Start of Given records

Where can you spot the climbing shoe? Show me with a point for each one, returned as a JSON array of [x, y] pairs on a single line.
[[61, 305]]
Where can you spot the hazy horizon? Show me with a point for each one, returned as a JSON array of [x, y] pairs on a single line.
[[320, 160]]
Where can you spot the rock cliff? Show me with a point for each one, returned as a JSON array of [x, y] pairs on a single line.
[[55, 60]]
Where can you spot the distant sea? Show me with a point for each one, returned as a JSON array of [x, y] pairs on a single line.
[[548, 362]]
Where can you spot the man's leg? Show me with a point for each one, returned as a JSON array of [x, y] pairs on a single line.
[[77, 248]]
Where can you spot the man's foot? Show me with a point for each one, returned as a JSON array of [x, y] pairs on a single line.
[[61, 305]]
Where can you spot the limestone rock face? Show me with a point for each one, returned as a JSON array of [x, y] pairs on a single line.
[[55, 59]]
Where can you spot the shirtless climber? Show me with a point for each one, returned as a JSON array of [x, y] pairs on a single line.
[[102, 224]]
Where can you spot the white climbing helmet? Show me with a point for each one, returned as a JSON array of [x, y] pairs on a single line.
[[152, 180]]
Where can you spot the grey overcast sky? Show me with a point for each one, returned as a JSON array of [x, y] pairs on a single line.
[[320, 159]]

End of Given records
Start of Given records

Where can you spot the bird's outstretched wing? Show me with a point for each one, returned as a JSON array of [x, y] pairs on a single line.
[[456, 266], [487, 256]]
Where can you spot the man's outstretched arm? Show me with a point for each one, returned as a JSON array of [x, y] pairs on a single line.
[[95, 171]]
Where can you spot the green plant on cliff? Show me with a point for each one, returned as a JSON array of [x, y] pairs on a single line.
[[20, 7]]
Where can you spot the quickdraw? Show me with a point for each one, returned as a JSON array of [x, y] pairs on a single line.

End of Given records
Start of Given records

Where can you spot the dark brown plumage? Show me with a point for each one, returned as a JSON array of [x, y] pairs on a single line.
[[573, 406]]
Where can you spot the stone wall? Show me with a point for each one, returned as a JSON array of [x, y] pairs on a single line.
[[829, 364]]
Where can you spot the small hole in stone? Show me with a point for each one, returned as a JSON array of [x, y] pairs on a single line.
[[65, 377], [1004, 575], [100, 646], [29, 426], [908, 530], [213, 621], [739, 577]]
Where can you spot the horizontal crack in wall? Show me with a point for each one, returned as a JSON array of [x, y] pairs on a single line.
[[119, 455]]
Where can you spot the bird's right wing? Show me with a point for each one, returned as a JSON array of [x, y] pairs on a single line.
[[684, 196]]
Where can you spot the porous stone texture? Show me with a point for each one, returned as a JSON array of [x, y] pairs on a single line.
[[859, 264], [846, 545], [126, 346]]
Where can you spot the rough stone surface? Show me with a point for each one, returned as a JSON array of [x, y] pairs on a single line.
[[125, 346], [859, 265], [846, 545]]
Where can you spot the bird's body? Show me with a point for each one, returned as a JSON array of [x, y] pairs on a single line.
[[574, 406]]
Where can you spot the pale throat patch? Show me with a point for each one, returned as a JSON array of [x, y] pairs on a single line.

End of Given records

■ To do ■
Filter the records above down to the lines that contain the word "outstretched", and copy each of those lines.

■ Answer to the exercise ■
Where can you spot the bird's outstretched wing? Show me with a point for each one, returned as a JSON array of [x, y] pairs on a single line.
Where can you spot the man's outstretched arm? Show me with a point for each one, returned as a JSON array of [x, y] pairs on a single line.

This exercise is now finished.